• [TASK PROMPT]: Provide again, from the entries below, every line from the one containing "Query: row of trees" through the one containing "Annotate each instance of the paved", exactly as written, and no other line.

(Stored entries)
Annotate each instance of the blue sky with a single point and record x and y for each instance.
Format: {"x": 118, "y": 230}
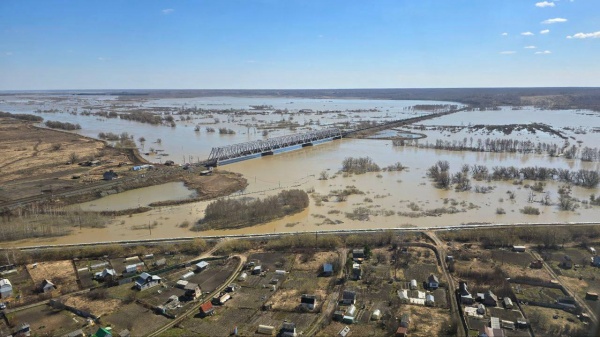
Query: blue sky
{"x": 221, "y": 44}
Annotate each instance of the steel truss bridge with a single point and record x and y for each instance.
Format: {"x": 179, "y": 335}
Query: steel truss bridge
{"x": 268, "y": 146}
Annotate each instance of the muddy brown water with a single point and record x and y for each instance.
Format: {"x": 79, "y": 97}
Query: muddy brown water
{"x": 386, "y": 191}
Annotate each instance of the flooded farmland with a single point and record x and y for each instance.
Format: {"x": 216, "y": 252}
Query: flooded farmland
{"x": 386, "y": 199}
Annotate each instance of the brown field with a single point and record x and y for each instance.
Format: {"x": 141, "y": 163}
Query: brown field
{"x": 31, "y": 161}
{"x": 61, "y": 273}
{"x": 99, "y": 307}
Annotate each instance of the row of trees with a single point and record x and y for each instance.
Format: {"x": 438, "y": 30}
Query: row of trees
{"x": 443, "y": 179}
{"x": 508, "y": 146}
{"x": 231, "y": 213}
{"x": 62, "y": 125}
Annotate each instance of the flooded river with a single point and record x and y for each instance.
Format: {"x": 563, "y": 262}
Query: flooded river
{"x": 393, "y": 199}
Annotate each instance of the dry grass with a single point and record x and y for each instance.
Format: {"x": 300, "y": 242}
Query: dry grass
{"x": 315, "y": 262}
{"x": 61, "y": 273}
{"x": 99, "y": 307}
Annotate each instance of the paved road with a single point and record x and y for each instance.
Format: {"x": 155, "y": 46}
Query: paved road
{"x": 455, "y": 309}
{"x": 581, "y": 302}
{"x": 196, "y": 306}
{"x": 329, "y": 307}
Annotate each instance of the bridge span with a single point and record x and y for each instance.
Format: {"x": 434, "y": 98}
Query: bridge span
{"x": 268, "y": 146}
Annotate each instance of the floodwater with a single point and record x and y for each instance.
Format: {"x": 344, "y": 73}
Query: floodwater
{"x": 394, "y": 199}
{"x": 183, "y": 144}
{"x": 139, "y": 197}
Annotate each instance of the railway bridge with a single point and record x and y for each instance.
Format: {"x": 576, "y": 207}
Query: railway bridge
{"x": 268, "y": 146}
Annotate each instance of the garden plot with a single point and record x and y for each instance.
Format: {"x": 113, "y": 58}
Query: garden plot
{"x": 61, "y": 273}
{"x": 313, "y": 262}
{"x": 217, "y": 273}
{"x": 119, "y": 264}
{"x": 86, "y": 270}
{"x": 46, "y": 321}
{"x": 272, "y": 261}
{"x": 221, "y": 324}
{"x": 137, "y": 319}
{"x": 527, "y": 293}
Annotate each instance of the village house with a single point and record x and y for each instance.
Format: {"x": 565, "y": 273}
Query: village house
{"x": 358, "y": 255}
{"x": 200, "y": 266}
{"x": 110, "y": 175}
{"x": 134, "y": 268}
{"x": 327, "y": 269}
{"x": 356, "y": 271}
{"x": 567, "y": 262}
{"x": 47, "y": 286}
{"x": 207, "y": 309}
{"x": 106, "y": 275}
{"x": 308, "y": 302}
{"x": 349, "y": 314}
{"x": 401, "y": 332}
{"x": 159, "y": 262}
{"x": 465, "y": 297}
{"x": 490, "y": 299}
{"x": 405, "y": 321}
{"x": 192, "y": 291}
{"x": 537, "y": 264}
{"x": 433, "y": 282}
{"x": 5, "y": 288}
{"x": 146, "y": 281}
{"x": 348, "y": 297}
{"x": 288, "y": 330}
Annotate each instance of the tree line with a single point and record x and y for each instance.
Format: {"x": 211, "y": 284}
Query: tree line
{"x": 234, "y": 213}
{"x": 62, "y": 125}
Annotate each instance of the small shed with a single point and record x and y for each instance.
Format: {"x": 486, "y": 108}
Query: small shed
{"x": 520, "y": 249}
{"x": 433, "y": 282}
{"x": 288, "y": 329}
{"x": 266, "y": 330}
{"x": 403, "y": 295}
{"x": 47, "y": 286}
{"x": 327, "y": 269}
{"x": 192, "y": 290}
{"x": 401, "y": 332}
{"x": 187, "y": 275}
{"x": 200, "y": 266}
{"x": 110, "y": 175}
{"x": 206, "y": 309}
{"x": 429, "y": 300}
{"x": 308, "y": 302}
{"x": 348, "y": 297}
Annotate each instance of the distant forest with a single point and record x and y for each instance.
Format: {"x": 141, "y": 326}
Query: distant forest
{"x": 483, "y": 98}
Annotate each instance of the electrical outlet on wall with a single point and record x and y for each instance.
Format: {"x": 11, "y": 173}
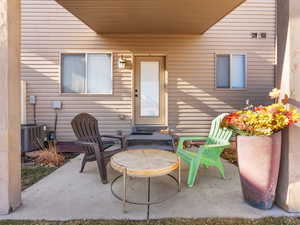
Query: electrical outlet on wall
{"x": 56, "y": 105}
{"x": 32, "y": 100}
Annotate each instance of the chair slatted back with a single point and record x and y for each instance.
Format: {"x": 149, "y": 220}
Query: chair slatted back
{"x": 85, "y": 127}
{"x": 218, "y": 135}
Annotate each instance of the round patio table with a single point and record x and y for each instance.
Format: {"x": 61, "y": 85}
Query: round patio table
{"x": 144, "y": 163}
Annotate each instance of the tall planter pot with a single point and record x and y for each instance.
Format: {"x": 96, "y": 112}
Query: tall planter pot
{"x": 259, "y": 161}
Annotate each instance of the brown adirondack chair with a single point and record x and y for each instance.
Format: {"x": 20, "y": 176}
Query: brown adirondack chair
{"x": 97, "y": 147}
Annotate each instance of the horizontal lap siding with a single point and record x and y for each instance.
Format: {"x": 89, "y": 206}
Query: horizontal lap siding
{"x": 48, "y": 29}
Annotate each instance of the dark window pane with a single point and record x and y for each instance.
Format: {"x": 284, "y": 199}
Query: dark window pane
{"x": 223, "y": 71}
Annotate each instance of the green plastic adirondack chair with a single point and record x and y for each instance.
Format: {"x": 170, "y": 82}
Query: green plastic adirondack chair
{"x": 209, "y": 153}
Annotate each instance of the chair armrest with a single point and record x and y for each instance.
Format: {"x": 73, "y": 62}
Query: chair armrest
{"x": 225, "y": 145}
{"x": 181, "y": 140}
{"x": 192, "y": 138}
{"x": 121, "y": 138}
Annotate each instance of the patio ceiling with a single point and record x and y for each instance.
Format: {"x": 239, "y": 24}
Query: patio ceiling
{"x": 150, "y": 16}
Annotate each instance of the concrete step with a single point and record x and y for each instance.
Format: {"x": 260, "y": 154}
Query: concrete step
{"x": 147, "y": 129}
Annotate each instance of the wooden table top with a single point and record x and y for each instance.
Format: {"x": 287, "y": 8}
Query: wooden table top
{"x": 145, "y": 162}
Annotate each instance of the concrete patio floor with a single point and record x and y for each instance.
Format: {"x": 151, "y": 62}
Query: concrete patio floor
{"x": 66, "y": 194}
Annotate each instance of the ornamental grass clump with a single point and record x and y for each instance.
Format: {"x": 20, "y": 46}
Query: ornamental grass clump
{"x": 262, "y": 120}
{"x": 49, "y": 156}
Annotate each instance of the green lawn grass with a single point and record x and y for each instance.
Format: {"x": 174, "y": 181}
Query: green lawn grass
{"x": 264, "y": 221}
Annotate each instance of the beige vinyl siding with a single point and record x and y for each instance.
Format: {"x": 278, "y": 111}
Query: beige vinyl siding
{"x": 48, "y": 29}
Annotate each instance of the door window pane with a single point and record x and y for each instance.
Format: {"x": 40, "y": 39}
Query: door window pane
{"x": 223, "y": 71}
{"x": 73, "y": 73}
{"x": 149, "y": 81}
{"x": 238, "y": 71}
{"x": 99, "y": 79}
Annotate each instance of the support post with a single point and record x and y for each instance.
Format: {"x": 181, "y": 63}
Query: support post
{"x": 10, "y": 91}
{"x": 288, "y": 80}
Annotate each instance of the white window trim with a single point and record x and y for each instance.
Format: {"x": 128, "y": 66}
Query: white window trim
{"x": 230, "y": 66}
{"x": 86, "y": 71}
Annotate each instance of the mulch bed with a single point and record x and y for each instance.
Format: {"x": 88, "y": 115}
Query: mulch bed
{"x": 211, "y": 221}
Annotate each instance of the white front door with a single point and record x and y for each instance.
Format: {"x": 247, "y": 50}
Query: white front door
{"x": 149, "y": 90}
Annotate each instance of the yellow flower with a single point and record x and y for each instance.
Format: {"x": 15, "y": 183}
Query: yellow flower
{"x": 275, "y": 93}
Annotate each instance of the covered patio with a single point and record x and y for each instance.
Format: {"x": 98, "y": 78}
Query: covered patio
{"x": 67, "y": 194}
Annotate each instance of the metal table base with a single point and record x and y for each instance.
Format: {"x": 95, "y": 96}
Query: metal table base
{"x": 149, "y": 202}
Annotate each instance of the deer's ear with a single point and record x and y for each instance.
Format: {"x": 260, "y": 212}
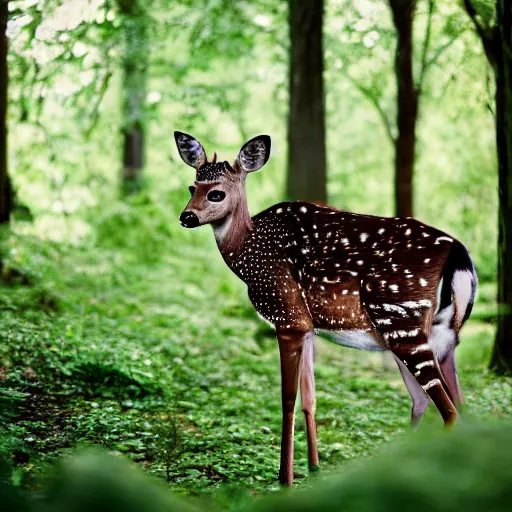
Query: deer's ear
{"x": 190, "y": 149}
{"x": 254, "y": 154}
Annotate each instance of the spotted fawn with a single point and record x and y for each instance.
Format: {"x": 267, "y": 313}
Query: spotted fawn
{"x": 367, "y": 282}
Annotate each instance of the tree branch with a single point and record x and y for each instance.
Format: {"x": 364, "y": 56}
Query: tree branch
{"x": 94, "y": 115}
{"x": 440, "y": 50}
{"x": 367, "y": 93}
{"x": 488, "y": 35}
{"x": 426, "y": 44}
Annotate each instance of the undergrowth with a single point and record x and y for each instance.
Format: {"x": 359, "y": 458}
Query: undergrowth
{"x": 163, "y": 359}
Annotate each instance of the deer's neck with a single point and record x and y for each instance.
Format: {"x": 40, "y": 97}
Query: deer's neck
{"x": 232, "y": 231}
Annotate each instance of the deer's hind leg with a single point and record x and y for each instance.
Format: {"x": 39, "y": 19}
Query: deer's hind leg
{"x": 307, "y": 393}
{"x": 416, "y": 354}
{"x": 418, "y": 396}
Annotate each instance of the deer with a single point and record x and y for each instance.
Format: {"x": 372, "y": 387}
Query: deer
{"x": 373, "y": 283}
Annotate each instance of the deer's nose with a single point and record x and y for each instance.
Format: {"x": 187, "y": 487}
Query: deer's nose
{"x": 189, "y": 220}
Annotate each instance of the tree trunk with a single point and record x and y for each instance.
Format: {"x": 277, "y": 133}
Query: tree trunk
{"x": 5, "y": 183}
{"x": 135, "y": 64}
{"x": 306, "y": 177}
{"x": 502, "y": 353}
{"x": 407, "y": 108}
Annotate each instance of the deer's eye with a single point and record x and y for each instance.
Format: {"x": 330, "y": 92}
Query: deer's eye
{"x": 215, "y": 196}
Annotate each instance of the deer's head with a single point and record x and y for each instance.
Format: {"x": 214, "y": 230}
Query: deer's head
{"x": 219, "y": 187}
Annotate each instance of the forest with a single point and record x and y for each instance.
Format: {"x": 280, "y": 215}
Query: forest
{"x": 125, "y": 341}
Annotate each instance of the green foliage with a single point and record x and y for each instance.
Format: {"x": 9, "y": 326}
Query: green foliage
{"x": 96, "y": 481}
{"x": 467, "y": 469}
{"x": 118, "y": 328}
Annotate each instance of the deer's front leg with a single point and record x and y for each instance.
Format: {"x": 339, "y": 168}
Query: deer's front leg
{"x": 290, "y": 350}
{"x": 307, "y": 394}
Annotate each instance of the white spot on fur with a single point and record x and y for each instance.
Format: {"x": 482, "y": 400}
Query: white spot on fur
{"x": 420, "y": 348}
{"x": 431, "y": 384}
{"x": 355, "y": 339}
{"x": 430, "y": 362}
{"x": 442, "y": 338}
{"x": 462, "y": 289}
{"x": 445, "y": 238}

• [WRITTEN SOLUTION]:
Query: row of trees
{"x": 443, "y": 179}
{"x": 508, "y": 146}
{"x": 231, "y": 213}
{"x": 62, "y": 125}
Annotate each instance of the flooded river with a single point and record x and y for each instance.
Format: {"x": 563, "y": 262}
Query: flooded river
{"x": 393, "y": 199}
Annotate each instance of the dry grass with a single point and record x and y for each instance.
Format: {"x": 300, "y": 242}
Query: dry grass
{"x": 315, "y": 262}
{"x": 61, "y": 273}
{"x": 99, "y": 307}
Annotate each instance of the paved road with a single point and record x and y for each instance.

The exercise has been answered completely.